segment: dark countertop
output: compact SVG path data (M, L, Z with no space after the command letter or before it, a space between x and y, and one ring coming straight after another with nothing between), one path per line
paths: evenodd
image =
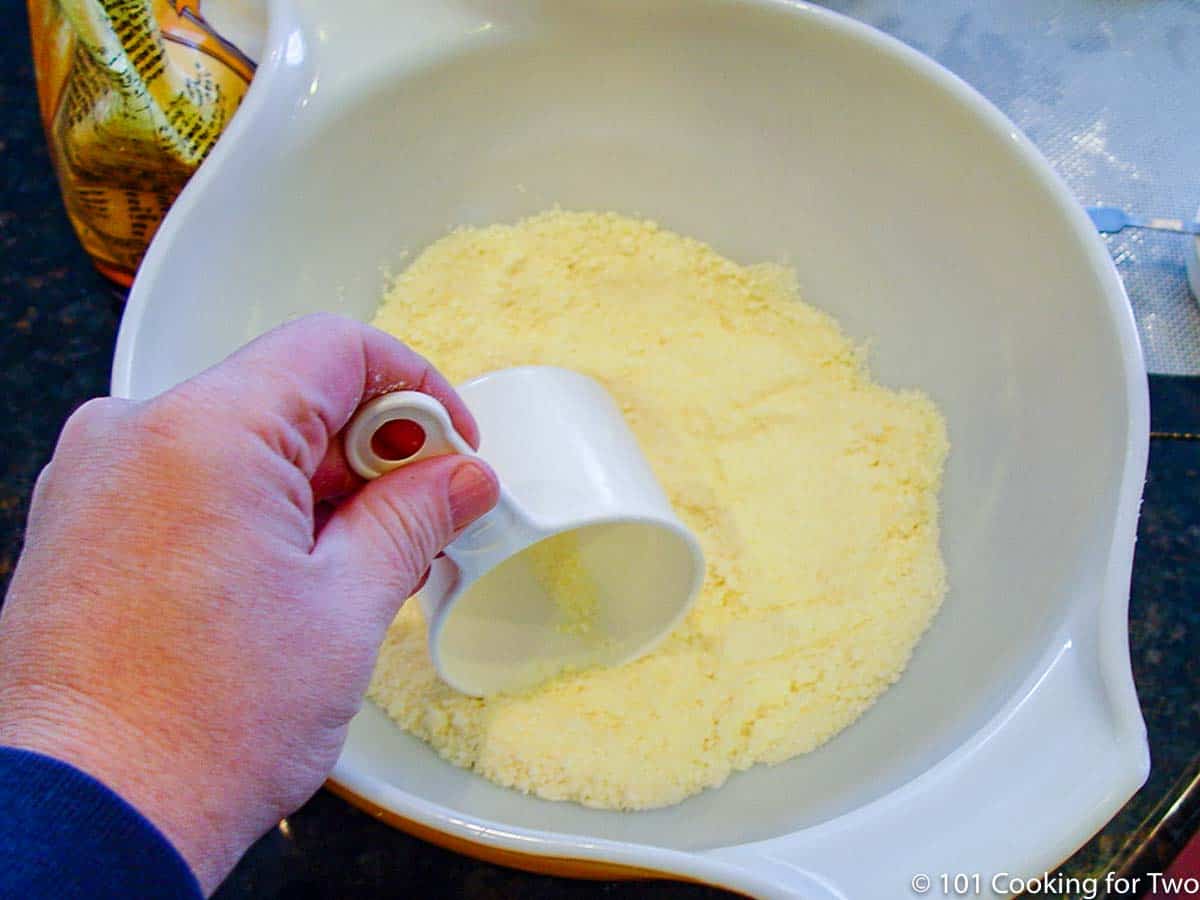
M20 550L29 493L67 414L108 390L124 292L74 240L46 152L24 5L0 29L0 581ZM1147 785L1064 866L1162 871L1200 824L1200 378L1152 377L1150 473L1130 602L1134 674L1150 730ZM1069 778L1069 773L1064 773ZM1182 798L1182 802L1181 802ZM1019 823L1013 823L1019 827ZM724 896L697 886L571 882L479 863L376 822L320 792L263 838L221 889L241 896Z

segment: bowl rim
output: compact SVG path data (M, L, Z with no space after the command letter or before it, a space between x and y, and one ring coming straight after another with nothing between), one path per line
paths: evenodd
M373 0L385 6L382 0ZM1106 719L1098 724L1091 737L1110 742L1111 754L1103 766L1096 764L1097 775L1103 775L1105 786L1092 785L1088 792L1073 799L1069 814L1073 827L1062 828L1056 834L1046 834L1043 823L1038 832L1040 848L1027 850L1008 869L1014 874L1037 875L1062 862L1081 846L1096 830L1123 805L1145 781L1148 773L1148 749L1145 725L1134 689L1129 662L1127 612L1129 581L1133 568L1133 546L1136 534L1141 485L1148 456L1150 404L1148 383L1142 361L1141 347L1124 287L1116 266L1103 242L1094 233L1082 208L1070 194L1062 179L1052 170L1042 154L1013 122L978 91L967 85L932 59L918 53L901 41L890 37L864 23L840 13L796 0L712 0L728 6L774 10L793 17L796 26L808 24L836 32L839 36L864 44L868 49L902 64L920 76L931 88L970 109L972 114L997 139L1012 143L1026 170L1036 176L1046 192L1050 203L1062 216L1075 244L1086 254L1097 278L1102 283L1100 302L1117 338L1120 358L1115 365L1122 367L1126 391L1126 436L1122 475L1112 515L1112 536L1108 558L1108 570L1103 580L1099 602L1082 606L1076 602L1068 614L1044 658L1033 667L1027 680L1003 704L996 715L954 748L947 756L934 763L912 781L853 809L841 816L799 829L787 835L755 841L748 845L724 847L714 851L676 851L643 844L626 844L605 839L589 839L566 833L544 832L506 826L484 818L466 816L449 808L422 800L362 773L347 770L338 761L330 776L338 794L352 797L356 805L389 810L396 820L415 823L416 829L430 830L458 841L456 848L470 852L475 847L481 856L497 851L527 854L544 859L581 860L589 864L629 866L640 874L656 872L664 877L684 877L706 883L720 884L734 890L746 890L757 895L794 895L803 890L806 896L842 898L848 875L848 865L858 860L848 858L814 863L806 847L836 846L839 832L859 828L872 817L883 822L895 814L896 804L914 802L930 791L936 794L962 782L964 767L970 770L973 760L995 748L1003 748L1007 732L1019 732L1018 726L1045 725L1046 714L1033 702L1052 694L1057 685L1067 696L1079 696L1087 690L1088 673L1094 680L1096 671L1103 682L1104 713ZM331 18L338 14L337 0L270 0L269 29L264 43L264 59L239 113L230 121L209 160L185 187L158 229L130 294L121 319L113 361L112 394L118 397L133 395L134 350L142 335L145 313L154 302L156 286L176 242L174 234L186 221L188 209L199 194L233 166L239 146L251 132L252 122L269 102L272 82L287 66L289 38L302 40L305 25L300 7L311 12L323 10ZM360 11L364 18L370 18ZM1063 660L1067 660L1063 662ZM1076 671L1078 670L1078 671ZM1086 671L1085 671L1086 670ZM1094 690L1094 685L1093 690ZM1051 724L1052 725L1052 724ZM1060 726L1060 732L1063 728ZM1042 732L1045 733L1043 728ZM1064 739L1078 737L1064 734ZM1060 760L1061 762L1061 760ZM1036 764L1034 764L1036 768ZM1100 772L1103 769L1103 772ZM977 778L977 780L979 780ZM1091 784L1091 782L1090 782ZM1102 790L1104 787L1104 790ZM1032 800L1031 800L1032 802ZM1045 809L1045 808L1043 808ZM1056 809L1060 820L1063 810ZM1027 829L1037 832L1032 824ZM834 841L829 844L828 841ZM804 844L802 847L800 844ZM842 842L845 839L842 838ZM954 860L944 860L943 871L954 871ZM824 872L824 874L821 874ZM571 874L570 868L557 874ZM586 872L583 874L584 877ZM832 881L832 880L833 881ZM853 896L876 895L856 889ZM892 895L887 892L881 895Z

***

## What to work on:
Retype all of the rows above without changing a single character, and leave the pictures out of your answer.

## Solution to the problem:
segment: dark countertop
output: compact SVG path data (M, L, Z with no space after the command letter or before it, a space between x and y, and one ring coming straight after another with nothing between), one path per line
paths: evenodd
image =
M20 550L29 493L67 414L108 390L124 292L74 240L46 152L24 5L0 29L0 581ZM1147 785L1064 866L1162 871L1200 824L1200 378L1152 377L1150 473L1130 602L1134 674L1150 730ZM1069 778L1069 773L1064 773ZM1182 798L1182 802L1181 802ZM1019 823L1013 823L1019 827ZM724 896L697 886L571 882L479 863L376 822L320 792L263 838L221 889L241 896Z

segment: bowl rim
output: compact SVG path data (M, L, Z with no space after the command letter or before it, a space between x and y, and one ring coming straight after another with nothing between), one path per line
paths: evenodd
M373 0L385 6L382 0ZM1106 719L1098 724L1091 737L1110 742L1111 754L1103 766L1096 764L1097 775L1103 775L1105 786L1092 785L1088 792L1073 799L1069 814L1073 827L1062 828L1056 834L1046 834L1043 823L1038 832L1040 848L1027 850L1008 869L1014 874L1037 875L1062 862L1081 846L1096 830L1123 805L1145 781L1148 773L1148 749L1145 725L1134 689L1129 662L1127 612L1129 581L1133 568L1133 546L1136 534L1141 485L1148 456L1150 404L1148 383L1142 361L1141 347L1124 287L1116 266L1103 242L1094 233L1082 208L1070 194L1062 179L1052 170L1042 154L1013 122L978 91L967 85L932 59L918 53L901 41L890 37L864 23L840 13L796 0L712 0L728 6L774 10L793 17L796 26L808 24L836 32L839 36L864 44L868 49L902 64L920 76L931 88L970 109L972 114L997 139L1012 143L1026 170L1036 176L1046 192L1050 203L1062 216L1075 244L1086 254L1097 278L1102 283L1100 302L1117 338L1120 358L1115 365L1122 367L1126 391L1126 436L1122 475L1112 515L1112 536L1108 558L1108 570L1103 580L1099 602L1082 606L1076 602L1068 614L1044 658L1033 667L1027 680L1003 704L996 715L954 748L947 756L934 763L912 781L853 809L841 816L799 829L787 835L755 841L748 845L724 847L714 851L676 851L643 844L626 844L605 839L589 839L566 833L544 832L506 826L484 818L466 816L449 808L422 800L362 773L347 770L338 761L330 776L338 794L352 797L356 805L389 810L396 820L415 823L416 829L430 830L458 841L456 848L470 852L475 847L481 856L497 851L527 854L544 859L581 860L589 864L629 866L640 874L656 872L664 877L684 877L706 883L720 884L734 890L746 890L757 895L794 895L803 890L806 896L842 898L848 875L848 865L858 860L848 858L814 863L806 847L836 846L839 832L859 828L872 817L883 822L895 814L896 804L914 802L930 791L936 794L962 782L964 767L970 770L973 760L995 748L1003 748L1007 732L1019 732L1018 726L1045 725L1046 714L1033 702L1052 694L1057 685L1067 696L1079 696L1087 690L1088 673L1094 680L1096 671L1103 682L1104 713ZM331 18L338 14L337 0L270 0L269 29L264 43L264 59L239 113L230 121L209 160L185 187L158 229L130 294L121 319L113 361L112 394L118 397L133 395L134 350L142 335L145 313L154 302L156 286L176 242L174 234L186 221L188 209L199 194L233 166L239 146L251 132L252 122L269 102L272 82L287 66L289 38L302 40L305 25L300 7L311 12L323 10ZM360 11L364 18L370 18ZM1063 660L1067 660L1063 662ZM1076 671L1078 670L1078 671ZM1086 671L1085 671L1086 670ZM1094 690L1094 685L1093 690ZM1051 724L1052 725L1052 724ZM1060 726L1060 732L1063 728ZM1042 732L1045 733L1043 728ZM1064 739L1078 737L1064 734ZM1060 760L1061 762L1061 760ZM1036 764L1034 764L1036 768ZM1100 772L1103 769L1103 772ZM977 778L977 780L979 780ZM1091 784L1091 782L1090 782ZM1102 790L1104 787L1104 790ZM1032 800L1031 800L1032 802ZM1045 809L1045 808L1043 808ZM1056 809L1060 820L1063 810ZM1027 829L1037 832L1032 824ZM834 841L829 844L828 841ZM804 844L802 847L800 844ZM842 842L845 839L842 838ZM954 860L944 860L943 871L954 871ZM824 872L824 874L821 874ZM571 874L570 868L557 874ZM586 872L583 874L584 877ZM832 881L832 880L833 881ZM853 896L876 895L856 889ZM892 895L887 892L881 895Z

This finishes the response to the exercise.